Photo labels with bounding boxes:
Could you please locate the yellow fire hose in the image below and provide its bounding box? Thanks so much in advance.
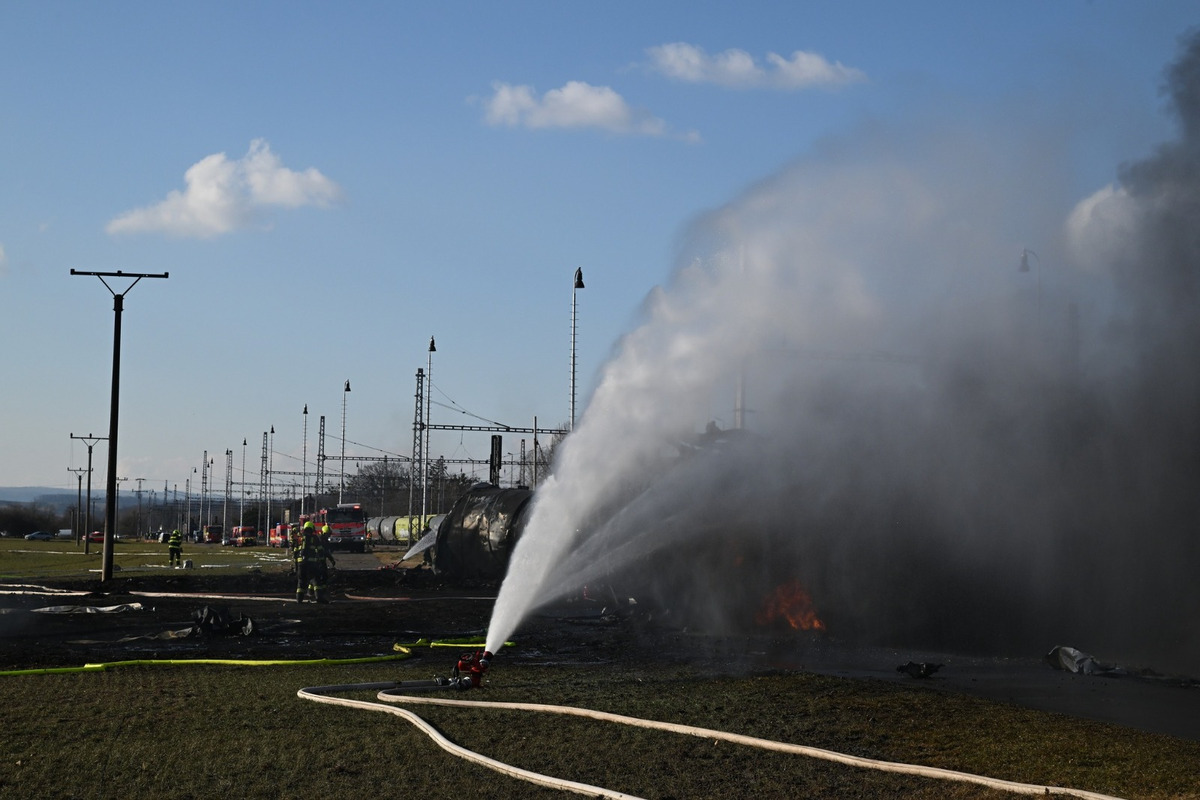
[0,638,1121,800]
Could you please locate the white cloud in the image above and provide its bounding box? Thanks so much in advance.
[106,139,342,239]
[646,42,866,89]
[485,80,695,138]
[1066,184,1141,273]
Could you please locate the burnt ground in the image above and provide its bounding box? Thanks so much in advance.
[0,569,1200,740]
[0,569,646,669]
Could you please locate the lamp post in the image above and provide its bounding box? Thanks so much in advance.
[300,403,308,517]
[1016,247,1042,316]
[337,379,350,505]
[264,425,275,531]
[71,433,106,554]
[200,450,209,539]
[71,270,170,582]
[238,437,246,528]
[67,467,86,547]
[419,336,438,530]
[570,267,583,431]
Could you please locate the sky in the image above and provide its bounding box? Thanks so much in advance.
[0,0,1200,491]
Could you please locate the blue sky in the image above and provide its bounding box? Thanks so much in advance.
[0,0,1200,489]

## YOUR TASK
Swap each "bounding box" in the listing for "box coordinates" and write out the listing again with everything else unchanged. Leave the picture out of your answer.

## EXERCISE OUTPUT
Could you please locate the yellow fire hose in the image below and provide its box coordinates? Thanks so much in advance.
[0,638,1121,800]
Could you please locate the white cloud in the image above and provide its box coordinates? Thanks so much in advance.
[106,139,342,239]
[646,42,866,89]
[485,80,695,138]
[1066,184,1141,273]
Could you please locate the burnt ground in the image above and provide its box coordinates? Thanks so much in advance.
[0,569,1200,740]
[0,569,646,669]
Could you please locate the lamp post in the image above and provide its box coordinates? Thanks so much in advance.
[300,403,308,517]
[1016,247,1042,316]
[337,379,350,505]
[264,425,275,531]
[71,433,106,554]
[200,450,209,539]
[71,270,170,582]
[238,437,246,528]
[67,467,86,547]
[419,336,438,530]
[570,267,583,431]
Could you please locate the sky in the image above and provide its box coordinates? Thanks so much in advance.
[0,0,1200,491]
Could you please locate the blue sky in the image above and provide its box coordinates? Thanks so much in advance.
[0,0,1200,489]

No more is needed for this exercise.